=== Exercise brief ===
If an entry holds a picture, leave that picture out; copy everything else exactly.

=== Given entries ===
========================================================================
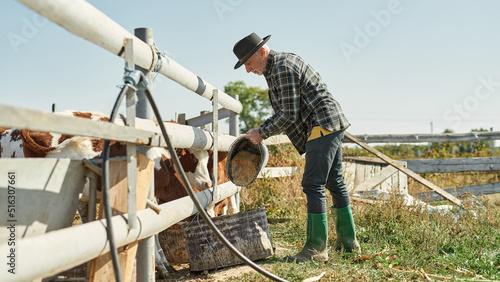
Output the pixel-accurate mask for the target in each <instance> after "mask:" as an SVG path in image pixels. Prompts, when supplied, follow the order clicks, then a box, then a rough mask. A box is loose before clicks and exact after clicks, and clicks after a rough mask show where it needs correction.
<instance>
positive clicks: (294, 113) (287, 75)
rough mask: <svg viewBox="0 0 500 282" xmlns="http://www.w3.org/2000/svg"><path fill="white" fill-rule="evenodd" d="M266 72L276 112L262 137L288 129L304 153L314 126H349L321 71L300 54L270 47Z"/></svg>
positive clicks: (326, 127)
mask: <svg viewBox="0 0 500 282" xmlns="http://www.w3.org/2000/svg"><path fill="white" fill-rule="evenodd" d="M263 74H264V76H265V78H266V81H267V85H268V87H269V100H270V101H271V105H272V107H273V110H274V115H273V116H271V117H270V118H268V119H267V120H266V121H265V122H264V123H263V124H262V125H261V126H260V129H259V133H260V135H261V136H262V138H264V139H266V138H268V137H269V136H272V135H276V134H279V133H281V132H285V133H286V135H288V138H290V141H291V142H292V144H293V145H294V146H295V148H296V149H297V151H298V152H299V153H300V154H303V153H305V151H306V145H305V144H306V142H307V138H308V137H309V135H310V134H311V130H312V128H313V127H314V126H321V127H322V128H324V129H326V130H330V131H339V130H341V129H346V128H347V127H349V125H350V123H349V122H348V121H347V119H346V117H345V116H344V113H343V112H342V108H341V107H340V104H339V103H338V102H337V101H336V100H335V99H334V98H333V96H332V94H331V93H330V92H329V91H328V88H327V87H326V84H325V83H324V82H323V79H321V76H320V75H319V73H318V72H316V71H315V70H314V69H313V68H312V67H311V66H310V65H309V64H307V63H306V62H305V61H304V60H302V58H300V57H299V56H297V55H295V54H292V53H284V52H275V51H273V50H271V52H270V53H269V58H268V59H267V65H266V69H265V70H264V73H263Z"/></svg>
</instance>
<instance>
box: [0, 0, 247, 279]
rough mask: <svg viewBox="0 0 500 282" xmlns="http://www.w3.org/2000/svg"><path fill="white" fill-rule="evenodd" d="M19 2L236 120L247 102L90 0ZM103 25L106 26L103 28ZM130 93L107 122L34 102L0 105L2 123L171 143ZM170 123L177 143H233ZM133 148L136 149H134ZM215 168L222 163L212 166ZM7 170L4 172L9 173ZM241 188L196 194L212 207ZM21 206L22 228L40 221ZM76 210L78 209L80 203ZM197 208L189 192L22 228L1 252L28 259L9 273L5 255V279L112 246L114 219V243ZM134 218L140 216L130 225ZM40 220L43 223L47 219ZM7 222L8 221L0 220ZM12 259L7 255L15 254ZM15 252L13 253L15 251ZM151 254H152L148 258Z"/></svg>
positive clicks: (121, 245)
========================================================================
=== Solution to this problem ===
Output the pixel-accurate mask for the target in each <instance> after "mask:" as an SVG path in image pixels. Prompts, when supplied, follow the order clicks, then a box, then a rough mask. A box is loose before clicks and exact after clicks, and clicks after a rough mask show where it needs correction.
<instance>
positive clicks: (294, 113) (287, 75)
rough mask: <svg viewBox="0 0 500 282" xmlns="http://www.w3.org/2000/svg"><path fill="white" fill-rule="evenodd" d="M266 72L276 112L262 137L288 129L304 153L314 126H349L321 71L300 54L270 47Z"/></svg>
positive clicks: (326, 127)
mask: <svg viewBox="0 0 500 282" xmlns="http://www.w3.org/2000/svg"><path fill="white" fill-rule="evenodd" d="M263 74H264V76H265V78H266V81H267V85H268V87H269V100H270V101H271V105H272V107H273V110H274V115H273V116H271V117H270V118H268V119H267V120H266V121H265V122H264V123H263V124H262V125H261V126H260V129H259V133H260V135H261V136H262V138H264V139H266V138H268V137H269V136H272V135H276V134H279V133H281V132H285V133H286V135H288V138H290V141H291V142H292V144H293V145H294V146H295V148H296V149H297V151H298V152H299V153H300V154H303V153H305V151H306V145H305V144H306V142H307V138H308V137H309V135H310V134H311V130H312V128H313V127H314V126H321V127H322V128H324V129H326V130H330V131H339V130H341V129H346V128H347V127H349V125H350V123H349V122H348V121H347V119H346V117H345V116H344V113H343V112H342V108H341V107H340V104H339V103H338V102H337V101H336V100H335V99H334V98H333V96H332V94H331V93H330V92H329V91H328V88H327V87H326V84H325V83H324V82H323V79H321V76H320V75H319V73H318V72H316V71H315V70H314V69H313V68H312V67H311V66H310V65H309V64H307V63H306V62H305V61H304V60H302V58H300V57H299V56H297V55H295V54H292V53H284V52H275V51H273V50H271V52H270V53H269V58H268V59H267V65H266V69H265V70H264V73H263Z"/></svg>
</instance>
<instance>
box: [0, 0, 247, 279]
rough mask: <svg viewBox="0 0 500 282" xmlns="http://www.w3.org/2000/svg"><path fill="white" fill-rule="evenodd" d="M19 2L236 120L247 102L90 0ZM103 25L106 26L103 28ZM130 93L107 122L34 102L0 105L2 123L171 143ZM170 123L177 143H233ZM133 148L136 149H134ZM215 168L222 163L212 166ZM7 170L4 172L9 173ZM241 188L196 194L212 207ZM21 206L22 228L40 221ZM76 210L78 209L80 203ZM197 208L189 192L22 228L1 252L28 259L9 273L5 255V279L112 246L114 219V243ZM134 218L140 216L130 225ZM40 220L43 223L47 219ZM7 222L8 221L0 220ZM12 259L7 255L15 254ZM15 252L13 253L15 251ZM151 254H152L148 258Z"/></svg>
positive clicks: (121, 245)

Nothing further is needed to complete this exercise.